[Required work]
Every entry below must appear again, exactly as written.

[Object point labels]

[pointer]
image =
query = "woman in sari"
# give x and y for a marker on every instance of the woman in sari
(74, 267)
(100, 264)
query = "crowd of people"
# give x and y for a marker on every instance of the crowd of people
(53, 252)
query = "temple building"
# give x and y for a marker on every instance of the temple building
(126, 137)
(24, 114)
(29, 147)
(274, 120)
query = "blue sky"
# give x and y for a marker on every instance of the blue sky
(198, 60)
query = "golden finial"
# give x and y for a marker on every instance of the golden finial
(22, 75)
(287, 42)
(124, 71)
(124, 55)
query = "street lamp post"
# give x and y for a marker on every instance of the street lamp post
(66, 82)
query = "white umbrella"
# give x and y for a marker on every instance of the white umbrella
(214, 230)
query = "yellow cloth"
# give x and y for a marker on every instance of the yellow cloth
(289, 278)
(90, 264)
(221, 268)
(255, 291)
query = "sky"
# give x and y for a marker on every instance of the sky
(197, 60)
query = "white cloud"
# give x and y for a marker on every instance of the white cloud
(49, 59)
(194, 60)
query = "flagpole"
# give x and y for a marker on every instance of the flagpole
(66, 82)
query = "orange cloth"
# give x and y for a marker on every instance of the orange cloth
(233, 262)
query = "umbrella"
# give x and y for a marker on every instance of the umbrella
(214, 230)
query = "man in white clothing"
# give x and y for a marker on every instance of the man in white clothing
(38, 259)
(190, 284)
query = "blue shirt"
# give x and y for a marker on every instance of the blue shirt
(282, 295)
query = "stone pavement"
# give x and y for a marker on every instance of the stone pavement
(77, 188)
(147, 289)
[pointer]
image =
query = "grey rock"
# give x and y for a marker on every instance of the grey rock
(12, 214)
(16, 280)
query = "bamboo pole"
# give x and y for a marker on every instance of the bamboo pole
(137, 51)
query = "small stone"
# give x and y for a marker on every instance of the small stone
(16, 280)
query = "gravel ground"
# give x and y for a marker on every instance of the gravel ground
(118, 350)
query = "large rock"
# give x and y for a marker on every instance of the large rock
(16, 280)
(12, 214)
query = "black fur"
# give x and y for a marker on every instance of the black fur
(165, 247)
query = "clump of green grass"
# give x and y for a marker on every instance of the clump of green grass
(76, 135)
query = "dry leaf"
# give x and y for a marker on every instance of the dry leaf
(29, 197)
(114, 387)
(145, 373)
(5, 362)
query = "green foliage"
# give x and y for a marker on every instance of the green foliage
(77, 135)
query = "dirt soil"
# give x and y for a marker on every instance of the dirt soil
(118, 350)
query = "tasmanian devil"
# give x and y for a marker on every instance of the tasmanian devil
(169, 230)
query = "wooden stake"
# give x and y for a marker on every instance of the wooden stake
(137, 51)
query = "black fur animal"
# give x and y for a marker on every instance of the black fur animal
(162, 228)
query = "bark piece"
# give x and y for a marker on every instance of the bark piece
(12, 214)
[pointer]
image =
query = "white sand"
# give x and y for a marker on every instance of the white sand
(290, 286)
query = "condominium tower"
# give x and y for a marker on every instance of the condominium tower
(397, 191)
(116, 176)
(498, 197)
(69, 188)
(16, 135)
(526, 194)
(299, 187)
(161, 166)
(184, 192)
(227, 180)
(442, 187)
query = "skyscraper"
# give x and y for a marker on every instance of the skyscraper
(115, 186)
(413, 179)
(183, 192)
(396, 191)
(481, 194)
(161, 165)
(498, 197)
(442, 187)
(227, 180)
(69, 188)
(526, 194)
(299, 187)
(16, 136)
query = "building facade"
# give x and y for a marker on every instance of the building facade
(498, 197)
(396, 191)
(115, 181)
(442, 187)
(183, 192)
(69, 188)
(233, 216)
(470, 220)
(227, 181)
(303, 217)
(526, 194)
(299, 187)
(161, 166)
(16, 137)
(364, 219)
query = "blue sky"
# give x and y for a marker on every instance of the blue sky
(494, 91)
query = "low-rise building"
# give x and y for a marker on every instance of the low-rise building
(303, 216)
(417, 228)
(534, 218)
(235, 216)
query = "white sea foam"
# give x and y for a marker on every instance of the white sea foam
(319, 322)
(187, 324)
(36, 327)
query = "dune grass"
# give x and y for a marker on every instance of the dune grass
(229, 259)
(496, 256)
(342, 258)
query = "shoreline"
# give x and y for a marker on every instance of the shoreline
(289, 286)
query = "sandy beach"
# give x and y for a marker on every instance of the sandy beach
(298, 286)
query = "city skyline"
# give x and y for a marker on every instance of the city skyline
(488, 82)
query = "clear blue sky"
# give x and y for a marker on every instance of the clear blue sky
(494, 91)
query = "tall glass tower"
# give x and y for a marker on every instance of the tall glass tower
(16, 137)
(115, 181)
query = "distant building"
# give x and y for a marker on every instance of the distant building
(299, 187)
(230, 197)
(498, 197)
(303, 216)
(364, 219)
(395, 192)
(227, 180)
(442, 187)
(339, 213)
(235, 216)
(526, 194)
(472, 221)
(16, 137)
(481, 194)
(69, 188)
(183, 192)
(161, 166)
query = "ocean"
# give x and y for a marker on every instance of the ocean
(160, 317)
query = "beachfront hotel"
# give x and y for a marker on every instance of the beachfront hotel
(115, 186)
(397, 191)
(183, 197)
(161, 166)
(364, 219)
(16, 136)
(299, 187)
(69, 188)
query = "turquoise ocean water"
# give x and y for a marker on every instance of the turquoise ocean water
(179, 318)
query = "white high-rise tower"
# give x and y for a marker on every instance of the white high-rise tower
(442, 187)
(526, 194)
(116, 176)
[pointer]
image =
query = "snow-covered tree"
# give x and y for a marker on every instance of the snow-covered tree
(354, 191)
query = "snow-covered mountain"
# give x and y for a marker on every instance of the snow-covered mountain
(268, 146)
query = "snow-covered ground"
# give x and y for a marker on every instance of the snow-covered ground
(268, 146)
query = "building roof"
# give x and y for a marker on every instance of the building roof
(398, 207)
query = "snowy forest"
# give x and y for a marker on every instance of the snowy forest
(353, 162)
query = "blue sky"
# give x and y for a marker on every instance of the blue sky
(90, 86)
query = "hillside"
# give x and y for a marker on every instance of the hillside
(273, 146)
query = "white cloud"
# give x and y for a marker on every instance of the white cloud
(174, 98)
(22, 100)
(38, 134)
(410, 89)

[Response below]
[pointer]
image =
query = "woman in sari"
# give x and y for a marker on every instance of the woman in sari
(74, 267)
(100, 264)
query = "crowd of people"
# give x and y for a marker on every instance of the crowd of people
(53, 252)
query = "temple building"
# give x and y for a marker on every instance of the temple building
(126, 137)
(24, 114)
(29, 147)
(274, 120)
query = "blue sky"
# give x and y for a marker on every instance of the blue sky
(198, 60)
query = "golden finial"
# give x and y for a marker on every instance of the golden finial
(22, 75)
(287, 42)
(124, 71)
(124, 55)
query = "street lamp post"
# give x and y for a marker on every instance of the street lamp post
(66, 82)
query = "white umbrella"
# give x and y for a marker on every instance of the white umbrella
(214, 230)
query = "yellow cloth"
# give x and y for a marker on every instance of the yellow cloth
(289, 278)
(90, 264)
(221, 268)
(255, 291)
query = "sky"
# give x and y for a marker on every instance of the sky
(197, 60)
query = "white cloud"
# give x and y for a marker on every instance of the white cloud
(49, 59)
(194, 60)
query = "flagpole"
# give x and y for a marker on every instance of the flagpole
(66, 82)
query = "orange cloth"
# give x and y for a marker on every instance of the orange cloth
(233, 262)
query = "umbrella"
# give x and y for a marker on every instance of the umbrella
(214, 230)
query = "man in white clothing"
# give x and y for a marker on every instance of the man in white clothing
(38, 259)
(190, 284)
query = "blue shirt"
# give x and y for a marker on every instance of the blue shirt
(282, 295)
query = "stone pavement"
# give x and y for a marker on every instance of the stone pavement
(77, 188)
(147, 289)
[pointer]
image =
query = "grey rock"
# give x and y for a marker on every instance of the grey rock
(12, 214)
(16, 280)
query = "bamboo pole"
# give x and y for a marker on every instance of the bamboo pole
(137, 51)
query = "small stone"
# give x and y for a marker on every instance of the small stone
(16, 280)
query = "gravel ground"
# give x and y for a marker on every instance of the gravel ground
(118, 350)
query = "large rock"
# give x and y for a marker on every instance of the large rock
(16, 280)
(12, 214)
query = "black fur"
# give x and y for a marker on every instance of the black fur
(165, 247)
query = "clump of green grass"
# give x and y for a marker on every instance of the clump of green grass
(76, 135)
query = "dry leaf"
# give x and y for a marker on every instance of the dry leaf
(29, 197)
(114, 387)
(145, 373)
(5, 362)
query = "green foliage"
# give x and y for a marker on every instance of the green foliage
(77, 135)
query = "dirt soil"
# give x and y for a marker on every instance of the dirt soil
(118, 350)
query = "tasmanian devil"
# give x and y for a marker on every instance of the tasmanian devil
(169, 230)
query = "wooden stake"
# give x and y for a marker on every instance of the wooden stake
(137, 51)
query = "black fur animal"
# give x and y for a marker on every instance of the black fur animal
(162, 228)
query = "bark piece"
# give x and y for a marker on every instance of the bark piece
(12, 214)
[pointer]
image =
query = "white sand"
# give x and y for a marker on every instance of the white sand
(290, 286)
query = "condominium tower"
# give x and y for a marker on every instance of the condominium tower
(397, 191)
(116, 176)
(498, 197)
(69, 188)
(16, 135)
(526, 194)
(299, 187)
(161, 166)
(184, 192)
(227, 180)
(442, 187)
query = "skyscraper"
# give x and y for a marker on every instance of the skyscraper
(115, 186)
(413, 179)
(183, 192)
(396, 191)
(481, 194)
(161, 165)
(498, 197)
(442, 187)
(227, 180)
(69, 188)
(526, 194)
(299, 187)
(16, 136)
query = "building facade"
# give x and y for a marker on every instance of the building facade
(498, 197)
(396, 191)
(115, 181)
(442, 187)
(183, 192)
(69, 188)
(233, 216)
(470, 220)
(227, 181)
(303, 217)
(526, 194)
(299, 187)
(161, 166)
(16, 137)
(364, 219)
query = "blue sky"
# give x and y for a marker on every instance of the blue sky
(494, 91)
query = "low-rise building"
# give x and y for a marker on every instance of the low-rise building
(303, 216)
(417, 228)
(534, 218)
(235, 216)
query = "white sea foam"
# give x and y for a marker on every instance of the white sea foam
(319, 322)
(187, 324)
(36, 327)
query = "dune grass"
# give x and y for a marker on every instance of the dune grass
(229, 259)
(496, 256)
(342, 258)
query = "shoreline"
# give x and y for a marker on every instance of the shoreline
(289, 286)
query = "sandy beach"
# give x and y for a marker on every instance of the sandy beach
(298, 286)
query = "city skyline"
# give x and y for a marker on every instance of the city skyline
(488, 82)
query = "clear blue sky"
# give x and y for a marker on every instance of the clear blue sky
(494, 91)
query = "tall glass tower"
# give x and y for a marker on every instance of the tall glass tower
(16, 137)
(115, 181)
query = "distant building"
# give x and y for a marker on every instance of the distant building
(299, 187)
(230, 197)
(498, 197)
(303, 216)
(364, 219)
(395, 192)
(227, 180)
(442, 187)
(339, 213)
(235, 216)
(526, 194)
(472, 221)
(16, 137)
(481, 194)
(69, 188)
(183, 192)
(161, 166)
query = "ocean"
# give x and y for a marker on every instance of the ocean
(160, 317)
query = "beachfront hotel"
# give x and y for a marker on every instance of the beachfront hotel
(115, 186)
(397, 191)
(183, 197)
(161, 166)
(364, 219)
(16, 136)
(299, 187)
(69, 188)
query = "turquoise ocean water"
# give x and y for a marker on every instance of the turquoise ocean water
(179, 318)
query = "white high-rise tower"
# give x and y for a marker on every instance of the white high-rise tower
(442, 187)
(526, 194)
(116, 176)
[pointer]
image =
query = "snow-covered tree"
# give x and y for a marker on every instance of the snow-covered tree
(354, 191)
query = "snow-covered mountain"
# give x and y for a marker on every instance of the snow-covered mountain
(268, 146)
query = "snow-covered ground"
# give x and y for a marker on every instance of the snow-covered ground
(268, 146)
query = "building roof"
# give x and y for a marker on every instance of the building roof
(398, 207)
query = "snowy forest"
# give x and y for a marker on every instance of the snowy forest
(353, 162)
query = "blue sky"
# give x and y for a marker on every instance of the blue sky
(90, 86)
query = "hillside"
# give x and y for a marker on every instance of the hillside
(273, 146)
query = "white cloud"
# give x and y for a marker on every instance of the white cloud
(174, 98)
(22, 100)
(38, 134)
(410, 89)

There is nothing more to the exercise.